**REQUIRED WORK:**
1. In the Form 8-K filing, which accounting firm did the Audit Committee retain as its independent registered public accountant on April 13, 2011?
2. Return the passage of the Form 8-K filing from "(Name of registrant" to "jurisdiction of incorporation)".

**SOURCE EXCERPT:**
8-K 1 diversified_8k-041311.htm FORM 8-K diversified_8k-041311.htm
UNITED STATES
SECURITIES AND EXCHANGE COMMISSION

Washington, D.C. 20549
________________

FORM 8-K

CURRENT REPORT
 
Pursuant to Section 13 or 15(d) of the Securities Exchange Act of 1934
 
Date of Report (Date of earliest event reported): April 13, 2011
 
____________________________________
 
DIVERSIFIED RESTAURANT HOLDINGS, INC.
(Name of registrant in its charter)
 
_____________________________________

         
Nevada
 
000-53577
 
03-0606420
(State or other jurisdiction of incorporation)
 
(Commission File Number)
 
(IRS Employer Identification No.)
   
 
27680 Franklin Road
Southfield, MI  48034
   
(Address of principal executive offices)

Registrant's telephone number:  (248) 223-9160
______________________________________
Check the appropriate box below if the Form 8-K is intended to simultaneously satisfy the filing obligation of the registrant under any of the following provisions:

[   ]   Written communications pursuant to Rule 425 under the Securities Act
 
[   ]   Soliciting material pursuant to Rule 14a-12 under the Exchange Act
 
[   ]   Pre-commencement communications pursuant to Rule 14d-2(b) under the Exchange Act
 
[   ]   Pre-commencement communications pursuant to Rule 13e-4(c) under the Exchange Act
 
 
 

 
 
Item 4.01 Changes in Certifying Accountant
 
On April 13, 2011, the Audit Committee of the Board of Directors of Diversified Restaurant Holdings, Inc. (the “Company”) retained BDO USA, LLP, Certified Public Accountants (“BDO”) as its independent registered public accountant.  Also as of April 13, 2011, the Company’s Audit Committee dismissed Silberstein Ungar, PLLC, Certified Public Accountants (“SU”) as its independent registered public accountant.

[Extracted records]
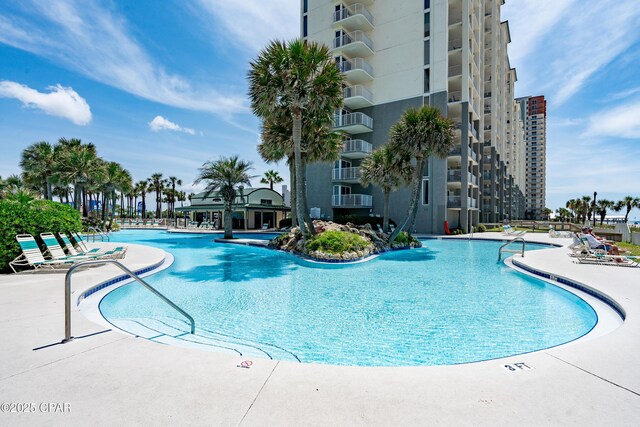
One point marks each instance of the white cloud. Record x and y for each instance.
(60, 101)
(621, 122)
(570, 42)
(253, 23)
(95, 41)
(160, 123)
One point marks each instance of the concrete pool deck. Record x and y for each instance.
(111, 378)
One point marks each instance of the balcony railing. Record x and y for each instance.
(357, 90)
(455, 70)
(356, 64)
(353, 37)
(349, 11)
(453, 201)
(347, 174)
(353, 200)
(357, 146)
(352, 119)
(455, 44)
(454, 175)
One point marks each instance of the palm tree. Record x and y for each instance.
(223, 176)
(143, 187)
(388, 170)
(271, 177)
(601, 208)
(289, 81)
(157, 184)
(38, 164)
(421, 133)
(629, 203)
(75, 161)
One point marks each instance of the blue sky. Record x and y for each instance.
(160, 86)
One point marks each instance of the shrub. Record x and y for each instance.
(337, 242)
(38, 216)
(374, 221)
(285, 222)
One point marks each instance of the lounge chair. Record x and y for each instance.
(55, 250)
(32, 257)
(510, 231)
(118, 252)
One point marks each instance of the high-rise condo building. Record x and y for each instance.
(396, 54)
(533, 110)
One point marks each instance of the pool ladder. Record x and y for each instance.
(67, 294)
(512, 251)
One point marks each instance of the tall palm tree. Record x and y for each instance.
(223, 176)
(421, 133)
(602, 206)
(157, 184)
(289, 81)
(271, 177)
(38, 163)
(75, 162)
(629, 203)
(387, 169)
(143, 188)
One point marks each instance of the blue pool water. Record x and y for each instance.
(446, 303)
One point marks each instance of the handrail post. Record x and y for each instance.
(67, 294)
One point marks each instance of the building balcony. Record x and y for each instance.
(356, 70)
(352, 201)
(455, 71)
(454, 202)
(353, 123)
(353, 44)
(357, 96)
(356, 149)
(454, 175)
(354, 17)
(347, 174)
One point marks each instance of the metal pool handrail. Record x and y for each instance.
(517, 239)
(67, 294)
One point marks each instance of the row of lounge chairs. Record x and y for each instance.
(140, 223)
(55, 256)
(585, 254)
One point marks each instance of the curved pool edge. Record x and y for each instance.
(107, 286)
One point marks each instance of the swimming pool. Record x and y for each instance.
(446, 303)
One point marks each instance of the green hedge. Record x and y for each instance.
(38, 216)
(337, 242)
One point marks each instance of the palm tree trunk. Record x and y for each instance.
(297, 136)
(292, 193)
(228, 221)
(385, 210)
(409, 221)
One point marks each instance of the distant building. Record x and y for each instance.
(254, 209)
(450, 54)
(533, 110)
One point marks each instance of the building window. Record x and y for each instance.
(426, 79)
(425, 191)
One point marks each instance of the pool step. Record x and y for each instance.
(172, 331)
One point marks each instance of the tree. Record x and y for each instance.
(75, 162)
(601, 208)
(38, 163)
(271, 177)
(157, 184)
(420, 133)
(289, 81)
(223, 176)
(629, 203)
(387, 169)
(142, 188)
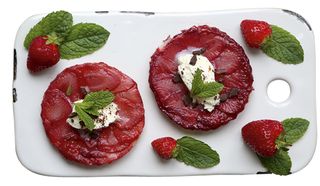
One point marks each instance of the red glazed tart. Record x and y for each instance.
(101, 146)
(232, 69)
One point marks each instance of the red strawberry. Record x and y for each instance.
(255, 32)
(261, 136)
(43, 53)
(164, 147)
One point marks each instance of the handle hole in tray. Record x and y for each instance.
(278, 90)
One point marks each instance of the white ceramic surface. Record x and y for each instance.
(134, 37)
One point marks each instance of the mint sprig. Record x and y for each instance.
(280, 163)
(56, 22)
(83, 39)
(202, 89)
(294, 129)
(90, 106)
(283, 46)
(195, 153)
(74, 41)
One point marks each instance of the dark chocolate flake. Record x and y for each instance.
(233, 92)
(187, 100)
(223, 97)
(84, 90)
(199, 52)
(94, 134)
(220, 71)
(177, 78)
(193, 60)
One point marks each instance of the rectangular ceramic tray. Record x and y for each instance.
(134, 38)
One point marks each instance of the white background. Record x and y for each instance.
(14, 12)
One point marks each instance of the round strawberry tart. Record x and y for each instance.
(77, 126)
(201, 78)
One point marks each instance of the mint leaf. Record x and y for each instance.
(100, 99)
(195, 153)
(83, 39)
(56, 22)
(294, 129)
(210, 89)
(201, 89)
(85, 105)
(279, 164)
(283, 46)
(90, 106)
(83, 116)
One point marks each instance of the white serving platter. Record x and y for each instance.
(134, 37)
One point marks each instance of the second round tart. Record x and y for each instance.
(101, 146)
(232, 69)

**EXPECTED RESULTS:**
1. BDO USA, LLP, Certified Public Accountants

2.
(Name of registrant in its charter)
 
_____________________________________

         
Nevada
 
000-53577
 
03-0606420
(State or other jurisdiction of incorporation)